What the task requires
Produce an exact transcription of the data, with the images left out.

####

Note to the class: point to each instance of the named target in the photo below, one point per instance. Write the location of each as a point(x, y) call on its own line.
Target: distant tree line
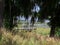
point(9, 9)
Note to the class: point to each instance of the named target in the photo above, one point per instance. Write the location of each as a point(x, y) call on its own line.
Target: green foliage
point(57, 32)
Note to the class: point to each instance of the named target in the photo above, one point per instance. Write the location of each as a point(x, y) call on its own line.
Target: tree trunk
point(1, 12)
point(1, 16)
point(52, 32)
point(53, 26)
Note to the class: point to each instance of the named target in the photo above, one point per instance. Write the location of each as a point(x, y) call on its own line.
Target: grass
point(40, 36)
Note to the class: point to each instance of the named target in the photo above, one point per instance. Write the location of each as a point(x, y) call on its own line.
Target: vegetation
point(28, 38)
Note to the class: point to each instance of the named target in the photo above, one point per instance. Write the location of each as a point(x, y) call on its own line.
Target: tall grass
point(36, 37)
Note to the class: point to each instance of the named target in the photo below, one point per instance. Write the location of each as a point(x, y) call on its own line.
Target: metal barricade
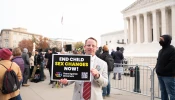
point(145, 85)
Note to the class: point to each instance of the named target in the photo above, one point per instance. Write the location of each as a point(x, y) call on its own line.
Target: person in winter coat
point(18, 59)
point(26, 74)
point(5, 56)
point(118, 57)
point(106, 90)
point(165, 68)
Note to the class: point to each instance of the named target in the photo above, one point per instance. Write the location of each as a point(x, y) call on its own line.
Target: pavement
point(44, 91)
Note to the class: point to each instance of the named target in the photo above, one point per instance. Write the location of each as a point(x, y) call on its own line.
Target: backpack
point(10, 82)
point(110, 62)
point(36, 77)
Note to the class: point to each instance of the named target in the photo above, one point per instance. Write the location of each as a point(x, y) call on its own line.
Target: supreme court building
point(144, 22)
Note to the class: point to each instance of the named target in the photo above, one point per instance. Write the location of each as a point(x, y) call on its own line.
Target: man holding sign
point(99, 76)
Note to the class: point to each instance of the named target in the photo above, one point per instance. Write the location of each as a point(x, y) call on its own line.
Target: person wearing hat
point(5, 55)
point(165, 68)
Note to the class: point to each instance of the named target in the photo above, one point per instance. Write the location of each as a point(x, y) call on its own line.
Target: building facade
point(113, 39)
point(10, 38)
point(144, 22)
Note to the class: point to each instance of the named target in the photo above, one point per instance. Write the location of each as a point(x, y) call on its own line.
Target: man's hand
point(95, 73)
point(63, 81)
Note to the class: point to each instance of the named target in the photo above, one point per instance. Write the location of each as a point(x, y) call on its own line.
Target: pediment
point(139, 4)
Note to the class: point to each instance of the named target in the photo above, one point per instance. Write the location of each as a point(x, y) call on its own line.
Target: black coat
point(118, 57)
point(166, 58)
point(166, 62)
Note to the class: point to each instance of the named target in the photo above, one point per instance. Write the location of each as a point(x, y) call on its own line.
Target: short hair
point(16, 51)
point(91, 38)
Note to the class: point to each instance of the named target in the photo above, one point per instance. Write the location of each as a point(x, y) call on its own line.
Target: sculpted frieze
point(141, 3)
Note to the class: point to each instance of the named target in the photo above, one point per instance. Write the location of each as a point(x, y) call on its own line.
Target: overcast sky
point(81, 18)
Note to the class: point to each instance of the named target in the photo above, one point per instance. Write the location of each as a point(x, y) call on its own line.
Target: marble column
point(126, 31)
point(145, 16)
point(138, 28)
point(173, 21)
point(134, 29)
point(155, 27)
point(131, 29)
point(164, 21)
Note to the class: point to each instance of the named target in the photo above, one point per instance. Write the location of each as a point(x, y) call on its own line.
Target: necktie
point(87, 90)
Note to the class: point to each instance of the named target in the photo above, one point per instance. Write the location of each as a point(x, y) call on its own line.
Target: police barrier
point(144, 82)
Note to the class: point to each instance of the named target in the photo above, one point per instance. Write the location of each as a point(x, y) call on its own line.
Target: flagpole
point(62, 33)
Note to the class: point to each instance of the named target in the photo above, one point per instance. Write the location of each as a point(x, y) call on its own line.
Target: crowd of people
point(30, 66)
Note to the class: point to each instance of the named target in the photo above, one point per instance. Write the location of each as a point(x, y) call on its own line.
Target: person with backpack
point(41, 64)
point(26, 74)
point(7, 76)
point(18, 59)
point(110, 62)
point(118, 57)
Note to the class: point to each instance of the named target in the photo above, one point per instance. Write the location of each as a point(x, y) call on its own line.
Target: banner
point(71, 67)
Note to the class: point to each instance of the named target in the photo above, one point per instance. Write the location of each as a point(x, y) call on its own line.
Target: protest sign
point(71, 67)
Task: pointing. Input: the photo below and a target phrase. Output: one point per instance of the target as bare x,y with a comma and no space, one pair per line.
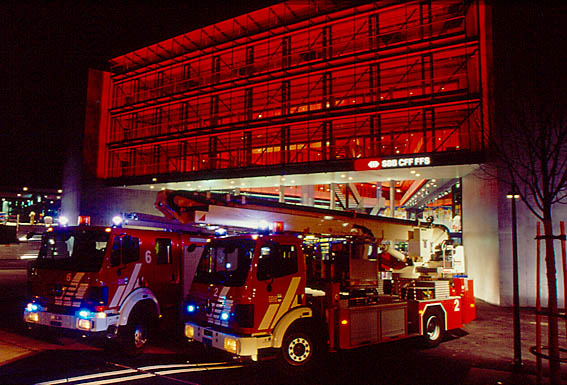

####

Written answer
Note to the class: point to each instance of the named target in the photo below, one point per instance. Write the location of each as a point(x, y) call on its own line.
Target: distant tree line
point(9, 9)
Note to the class: point to each instance of the named target in the photo above, one point per instance. Write the location of each as a point(x, y) call on its own line.
Target: green foliage
point(57, 32)
Note to the class: point to each instance of the named target in the photo above, one point per instance. Write the location of each as a point(x, y) call on its own line.
Target: tree trunk
point(1, 12)
point(1, 16)
point(52, 32)
point(53, 26)
Note to the class: point to each instance of the named target in the photo above, one point per instance. Write the location of each as a point(x, y) call on its own line.
Target: grass
point(40, 36)
Note to the class: point to each instance of the named target in the photo above, one point per instance. Write the location of each as a point(x, y) call on its own line.
Target: vegetation
point(28, 38)
Note to the class: point to each instance of the named target in the photo above, one point per instance. Write the location of each as a point(x, y) call on its own line.
Target: tall grass
point(36, 37)
Note to the class: point to each instance of the named target in the photo below, one point per instance. Write the location of each as a point(x, y) call on its own line.
Target: metal barricade
point(145, 85)
Note to the class: point to each instance of the named target in the photo above, one point per instance. Write the location of each as a point(x, y) call on its own line.
Target: person in winter coat
point(18, 59)
point(26, 74)
point(5, 56)
point(118, 57)
point(106, 90)
point(165, 68)
Note to the class: point to each instance of the named target in the photo above, one point per instance. Write the location of each as a point(x, y) call on its own line.
Target: pavement
point(44, 91)
Note to the class: point to each instance of the named target in the photo above, one point per instance. Write the location of each as a point(x, y) call on its own line.
Target: backpack
point(10, 82)
point(110, 62)
point(36, 77)
Note to the class: point to each instance of the named target in the photo above, one point per instance. Write the location of each as a point(x, y) call on its own line.
Target: supreme court building
point(144, 22)
Note to the class: point to each instance of the named target in the photo above, one point per instance. Write the location of each as a point(x, y) call on its own line.
Target: man holding sign
point(99, 76)
Note to the class: point to each instance of the named target in the photo above, one point per instance. Write the location of each as a point(x, y) call on its own line.
Target: person wearing hat
point(5, 55)
point(165, 68)
Note to the class: point to each instance of the named target in the photo above, one point per instance. Write the location of each as a point(x, y) call on its own line.
Target: building facade
point(113, 39)
point(10, 38)
point(144, 22)
Note to the class: point to each instance of the named target in the photo above, one point per instance. Write the location of each as a point(x, y) call on its own line.
Target: man's hand
point(95, 73)
point(63, 81)
Note to the class: point to each instance of the named target in the photo above, one point per instance. Write the location of each as a point(x, y) call on its own line.
Target: pediment
point(139, 4)
Note to the class: point to each instance of the named target in the photo above, one point per instance. Write the location of each as a point(x, y) call on its own line.
Target: black coat
point(118, 57)
point(166, 58)
point(166, 62)
Note to the class: point to each instance of the named target in the photo above, one point per instance. Write the location of each as a point(x, y) call on its own line.
Target: short hair
point(16, 51)
point(91, 38)
Note to the class: point to each instance of the named target in the photo above, one point per instance. Write the location of each as a point(x, y) call on its own line.
Target: sculpted frieze
point(141, 3)
Note to the class: point to each instance of the named target in the photo above, one point per instance. Write the location of each as a point(x, y) call on its own line.
Target: overcast sky
point(81, 18)
Note to the class: point to each instance of the named target in the photo above, one point per instance. Write the location of each as a point(x, y) call on its own line.
Target: marble column
point(126, 31)
point(145, 16)
point(138, 28)
point(173, 21)
point(134, 29)
point(155, 27)
point(131, 29)
point(164, 21)
Note to the class: point to each instance of the named target in the photo above, one point per instance. Write the location of each as a point(x, y) call on its own line.
Target: necktie
point(87, 90)
Note to the class: point to each instance of the named target in the photo above, one point per instance. Write the location of each as a point(x, y) call on its own line.
Target: police barrier
point(144, 82)
Note to the class: point to each instance of the named target in the photo above, one point per instance. Write the location of each as a point(x, y) call on its own line.
Target: flagpole
point(62, 33)
Note to the class: point to each instance of the named target in the photo above, one point per instance. Write the location of each as a point(x, y) call on its own line.
Target: crowd of people
point(30, 66)
Note to the class: point to each instance of the named target in the photo above, one point per instance. Write the location of each as a point(x, y) call on its own line.
Target: person with backpack
point(41, 64)
point(26, 74)
point(7, 76)
point(18, 59)
point(110, 62)
point(118, 57)
Note to the class: point to each instance of the named target in the photo above, one point per instance. Write the location of each as a point(x, y) call on its own line.
Target: banner
point(71, 67)
Note to the class: point to each instance of the named target in the photo above, one point per instance. Write the location of each as a point(x, y) call on its own line.
Target: protest sign
point(71, 67)
Task: pointing. Input: the photo below and a target phrase. Output: one point per instance of the target as bare x,y with a comma and no space, one pair per line.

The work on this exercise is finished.